* **RECORDS FOR PROCESSING**:
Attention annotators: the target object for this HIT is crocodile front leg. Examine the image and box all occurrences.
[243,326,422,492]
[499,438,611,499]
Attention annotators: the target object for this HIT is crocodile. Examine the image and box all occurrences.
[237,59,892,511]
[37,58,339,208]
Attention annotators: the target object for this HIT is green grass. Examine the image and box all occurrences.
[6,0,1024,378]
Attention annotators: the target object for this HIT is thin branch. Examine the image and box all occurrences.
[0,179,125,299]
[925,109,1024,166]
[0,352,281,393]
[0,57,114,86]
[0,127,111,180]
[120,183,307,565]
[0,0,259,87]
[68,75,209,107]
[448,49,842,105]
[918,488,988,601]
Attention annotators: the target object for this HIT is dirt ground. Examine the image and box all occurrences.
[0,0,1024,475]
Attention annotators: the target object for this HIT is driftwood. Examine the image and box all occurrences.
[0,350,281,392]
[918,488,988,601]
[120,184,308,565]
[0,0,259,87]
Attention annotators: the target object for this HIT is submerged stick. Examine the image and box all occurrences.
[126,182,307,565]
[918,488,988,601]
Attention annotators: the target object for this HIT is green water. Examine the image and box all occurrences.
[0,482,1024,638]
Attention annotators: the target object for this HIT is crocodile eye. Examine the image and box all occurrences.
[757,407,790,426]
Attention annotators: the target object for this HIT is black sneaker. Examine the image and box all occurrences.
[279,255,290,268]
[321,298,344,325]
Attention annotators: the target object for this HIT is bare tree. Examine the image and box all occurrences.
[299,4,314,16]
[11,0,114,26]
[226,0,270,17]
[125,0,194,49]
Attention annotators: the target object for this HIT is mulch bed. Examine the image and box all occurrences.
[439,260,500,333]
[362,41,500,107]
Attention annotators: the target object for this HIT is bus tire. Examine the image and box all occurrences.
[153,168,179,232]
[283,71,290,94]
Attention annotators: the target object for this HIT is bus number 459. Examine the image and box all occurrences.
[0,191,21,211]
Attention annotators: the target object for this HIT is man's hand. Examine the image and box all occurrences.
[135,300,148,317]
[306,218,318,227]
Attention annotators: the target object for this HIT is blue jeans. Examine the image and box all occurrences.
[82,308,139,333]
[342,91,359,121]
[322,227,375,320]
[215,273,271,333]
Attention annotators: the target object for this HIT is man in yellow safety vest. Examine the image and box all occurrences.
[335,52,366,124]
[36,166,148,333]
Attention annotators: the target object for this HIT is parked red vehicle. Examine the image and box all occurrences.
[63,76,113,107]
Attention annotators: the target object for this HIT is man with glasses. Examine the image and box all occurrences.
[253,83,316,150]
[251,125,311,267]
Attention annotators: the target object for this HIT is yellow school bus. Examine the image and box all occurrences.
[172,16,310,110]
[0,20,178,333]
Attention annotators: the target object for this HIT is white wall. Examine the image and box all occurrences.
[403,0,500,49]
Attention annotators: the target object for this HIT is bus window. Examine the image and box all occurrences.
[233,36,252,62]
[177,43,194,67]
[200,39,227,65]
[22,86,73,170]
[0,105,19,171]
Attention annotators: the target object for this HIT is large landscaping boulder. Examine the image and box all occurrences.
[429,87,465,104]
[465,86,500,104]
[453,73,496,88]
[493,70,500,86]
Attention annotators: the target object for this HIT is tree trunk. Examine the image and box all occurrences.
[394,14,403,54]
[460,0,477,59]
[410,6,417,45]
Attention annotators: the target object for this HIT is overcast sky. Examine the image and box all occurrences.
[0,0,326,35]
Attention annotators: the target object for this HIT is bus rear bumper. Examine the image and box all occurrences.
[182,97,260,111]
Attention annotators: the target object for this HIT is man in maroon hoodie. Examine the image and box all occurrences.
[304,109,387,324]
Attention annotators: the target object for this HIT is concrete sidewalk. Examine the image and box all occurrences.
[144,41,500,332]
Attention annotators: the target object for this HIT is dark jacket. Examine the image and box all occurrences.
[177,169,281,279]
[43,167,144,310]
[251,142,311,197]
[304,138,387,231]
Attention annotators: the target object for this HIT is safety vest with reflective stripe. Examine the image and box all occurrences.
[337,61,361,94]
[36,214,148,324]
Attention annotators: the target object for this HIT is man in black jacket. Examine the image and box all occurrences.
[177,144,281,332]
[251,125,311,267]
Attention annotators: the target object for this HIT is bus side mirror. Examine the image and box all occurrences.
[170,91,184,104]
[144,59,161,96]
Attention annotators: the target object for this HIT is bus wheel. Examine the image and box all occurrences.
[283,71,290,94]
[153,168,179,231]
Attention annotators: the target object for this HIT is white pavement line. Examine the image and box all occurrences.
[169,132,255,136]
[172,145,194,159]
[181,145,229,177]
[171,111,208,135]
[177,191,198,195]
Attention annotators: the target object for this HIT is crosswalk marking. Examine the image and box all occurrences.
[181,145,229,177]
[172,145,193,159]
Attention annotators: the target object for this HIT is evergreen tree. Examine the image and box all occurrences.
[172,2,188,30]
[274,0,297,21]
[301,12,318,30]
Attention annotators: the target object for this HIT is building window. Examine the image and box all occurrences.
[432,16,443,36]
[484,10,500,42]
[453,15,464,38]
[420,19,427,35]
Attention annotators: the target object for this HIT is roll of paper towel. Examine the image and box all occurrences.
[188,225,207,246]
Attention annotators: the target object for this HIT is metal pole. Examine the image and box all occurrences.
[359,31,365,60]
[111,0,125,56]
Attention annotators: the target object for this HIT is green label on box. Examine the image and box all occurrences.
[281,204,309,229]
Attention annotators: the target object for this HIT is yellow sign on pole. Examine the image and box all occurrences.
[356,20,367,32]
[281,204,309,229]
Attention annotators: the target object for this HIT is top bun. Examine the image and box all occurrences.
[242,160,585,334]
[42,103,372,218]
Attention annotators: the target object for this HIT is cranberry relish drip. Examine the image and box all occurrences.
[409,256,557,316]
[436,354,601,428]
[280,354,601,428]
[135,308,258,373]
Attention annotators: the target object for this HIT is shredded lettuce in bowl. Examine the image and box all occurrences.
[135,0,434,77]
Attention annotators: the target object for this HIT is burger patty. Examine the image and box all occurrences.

* **PROBLEM DETAILS**:
Recast the lines above as a Markdown table with the columns Row and Line. Give each line its own numbered row and leave out any blank lines.

* **RESPONSE TO THE TASK**:
| Row | Line |
|---|---|
| 1 | Attention annotators: the target object for this HIT is crocodile front leg. Examine the image and box all occurrences. |
| 2 | [243,326,422,492] |
| 3 | [499,438,611,499] |
| 4 | Attention annotators: the target object for this HIT is crocodile. Examine the image and box all occurrences. |
| 5 | [237,59,892,511] |
| 6 | [37,58,339,208] |
| 7 | Attention annotators: the target object for this HIT is green grass. Examine the image and box all occurrences. |
| 8 | [6,0,1024,378] |
| 9 | Attention annotators: the target object for this HIT is thin branch. Examine the image and box all occurrences. |
| 10 | [0,179,125,299] |
| 11 | [925,109,1024,166] |
| 12 | [0,352,281,393] |
| 13 | [0,57,114,86] |
| 14 | [0,127,111,180] |
| 15 | [120,183,307,565] |
| 16 | [0,0,259,87] |
| 17 | [68,75,209,107] |
| 18 | [448,49,842,105] |
| 19 | [918,488,988,601] |
| 20 | Attention annotators: the target object for this HIT is dirt ground. Examine the image and box all occurrences. |
| 21 | [0,0,1024,475] |
| 22 | Attention annotators: the target object for this HIT is driftwood. Examine the image and box all occurrences. |
| 23 | [0,350,281,392] |
| 24 | [918,488,988,601] |
| 25 | [120,184,308,565] |
| 26 | [0,0,259,87] |
| 27 | Attention annotators: the target object for this HIT is submerged stick. Examine the image and box all occurrences. |
| 28 | [126,182,307,565] |
| 29 | [918,488,988,601] |
| 30 | Attention annotators: the target object for this HIT is green water. Examine the image and box all occurrences. |
| 31 | [0,482,1024,638] |
| 32 | Attention annotators: the target object for this HIT is crocodile eye. Examine the image and box all occurrences. |
| 33 | [757,407,790,426] |
| 34 | Attention annotators: the target object for this HIT is black sneaker. Examine the image and box all occurrences. |
| 35 | [279,255,290,268] |
| 36 | [321,298,344,325] |
| 37 | Attention annotators: the target object for this HIT is bare tree. Examine the image and box all occurrences. |
| 38 | [299,4,314,16] |
| 39 | [11,0,114,26] |
| 40 | [226,0,270,17] |
| 41 | [125,0,194,49] |
| 42 | Attention annotators: the target object for this HIT is mulch bed. Examine the image and box all occurrences. |
| 43 | [439,260,500,333] |
| 44 | [362,41,500,107] |
| 45 | Attention annotators: the target object for this HIT is bus tire. Examine the image and box all occurrences. |
| 46 | [153,168,179,232] |
| 47 | [283,71,290,94] |
| 48 | Attention annotators: the target object for this HIT is bus number 459. Examine the image and box all occurrences. |
| 49 | [0,191,21,211] |
| 50 | Attention annotators: the target object for this HIT is man's hand. Examine the image and box all occurrences. |
| 51 | [135,300,148,317] |
| 52 | [306,218,318,227] |
| 53 | Attention annotators: the target object for this HIT is blue jeans. Examine the image and box all occurrences. |
| 54 | [82,308,139,333] |
| 55 | [342,91,359,121] |
| 56 | [322,227,375,320] |
| 57 | [215,273,271,333] |
| 58 | Attention annotators: the target object for this HIT is man in yellow safety vest. Examine the image and box all occurrences. |
| 59 | [335,52,366,124] |
| 60 | [36,166,148,333] |
| 61 | Attention annotators: the target object for this HIT is parked red vehicle. Examine the image and box all occurrences. |
| 62 | [63,76,113,107] |
| 63 | Attention annotators: the target object for this HIT is man with glasses. Examine the image and box all occurrences. |
| 64 | [253,83,316,150] |
| 65 | [251,125,311,267] |
| 66 | Attention annotators: the target object for this HIT is yellow school bus. Examine the image and box all occurrences. |
| 67 | [172,16,310,110] |
| 68 | [0,20,178,333] |
| 69 | Attention annotators: the target object for this HIT is white wall. Examine the image and box all occurrences. |
| 70 | [403,0,500,49] |
| 71 | Attention annotators: the target object for this HIT is bus window. Examine the image and box all occurrences. |
| 72 | [233,36,252,62] |
| 73 | [177,43,194,67] |
| 74 | [200,39,227,65] |
| 75 | [22,86,73,170] |
| 76 | [0,105,19,171] |
| 77 | Attention annotators: the target object for this HIT is large landscaping boulder. Examine the image and box all occurrences. |
| 78 | [429,87,465,104] |
| 79 | [465,86,500,104] |
| 80 | [453,73,496,88] |
| 81 | [493,70,500,86] |
| 82 | Attention annotators: the target object for this HIT is tree trunk. Examine the image and box all occurrences. |
| 83 | [394,14,403,54] |
| 84 | [460,0,477,59] |
| 85 | [410,6,417,45] |
| 86 | Attention annotators: the target object for this HIT is overcast sky. Examine the image and box all occurrences. |
| 87 | [0,0,326,35] |
| 88 | Attention annotators: the target object for this HIT is bus rear bumper. Examine the image and box all occurrences. |
| 89 | [182,97,260,111] |
| 90 | Attention annotators: the target object for this HIT is man in maroon hoodie. Examine the image and box all occurrences. |
| 91 | [304,109,387,324] |
| 92 | Attention annotators: the target object for this HIT is concrete sidewalk. Examine the image and box all occurrences. |
| 93 | [144,41,500,332] |
| 94 | Attention annotators: the target object for this HIT is dark jacket. Examine the image and box all occurrences. |
| 95 | [177,169,281,279] |
| 96 | [43,167,144,310] |
| 97 | [251,142,311,197] |
| 98 | [304,138,387,231] |
| 99 | Attention annotators: the target object for this HIT is safety vest with reflective stripe. Examine the image and box all occurrences. |
| 100 | [337,61,361,94] |
| 101 | [36,214,148,324] |
| 102 | Attention annotators: the target object for this HIT is man in black jacket. Examine the image and box all occurrences. |
| 103 | [177,144,281,332] |
| 104 | [251,125,311,267] |
| 105 | Attention annotators: the target object for this HIT is bus side mirror. Examine the image and box all occurrences. |
| 106 | [170,91,184,104] |
| 107 | [144,59,161,96] |
| 108 | Attention annotators: the target object for this HIT is bus wheel. Examine the image and box all occurrences. |
| 109 | [283,71,290,94] |
| 110 | [153,168,179,231] |
| 111 | Attention annotators: the target object for this HIT is white pavement line. Examine the image and box all occurrences. |
| 112 | [169,132,255,136] |
| 113 | [172,145,194,159] |
| 114 | [181,145,229,177] |
| 115 | [171,111,208,135] |
| 116 | [177,191,198,195] |
| 117 | Attention annotators: the target object for this HIT is crosswalk marking. Examine the image and box all occurrences. |
| 118 | [181,145,229,177] |
| 119 | [172,145,193,159] |
| 120 | Attention annotators: the target object for this HIT is evergreen tree. Examine the image and box all occurrences. |
| 121 | [172,2,188,30] |
| 122 | [274,0,297,21] |
| 123 | [301,12,318,30] |
| 124 | Attention annotators: the target object for this HIT is building window. Examine the image and box all occurrences. |
| 125 | [432,16,443,36] |
| 126 | [484,10,500,42] |
| 127 | [453,15,464,38] |
| 128 | [420,19,427,35] |
| 129 | Attention annotators: the target object for this HIT is roll of paper towel. Examine the image and box all occurrences. |
| 130 | [188,225,207,246] |
| 131 | Attention annotators: the target object for this HIT is metal pole. Examine the image and box all occurrences. |
| 132 | [359,31,365,60] |
| 133 | [111,0,125,56] |
| 134 | Attention annotators: the target object for this HIT is green label on box. Examine the image and box all occurrences. |
| 135 | [281,204,309,229] |
| 136 | Attention annotators: the target object for this HIT is yellow sign on pole. Examine the image and box all occurrences. |
| 137 | [356,20,367,32] |
| 138 | [281,204,309,229] |
| 139 | Attention annotators: the target object for this HIT is top bun. Examine the image and box all occurrences. |
| 140 | [242,160,585,334] |
| 141 | [42,103,372,218] |
| 142 | Attention annotators: the target object for this HIT is cranberry relish drip. Examine the image and box all occurrences. |
| 143 | [409,256,557,316] |
| 144 | [436,354,601,428] |
| 145 | [280,354,601,428] |
| 146 | [135,308,258,373] |
| 147 | Attention annotators: the target object for this HIT is shredded lettuce in bowl. Examine the image and box all occurrences. |
| 148 | [135,0,434,77] |
| 149 | Attention annotators: the target object for this HIT is burger patty. Examine the image and box all occurrences. |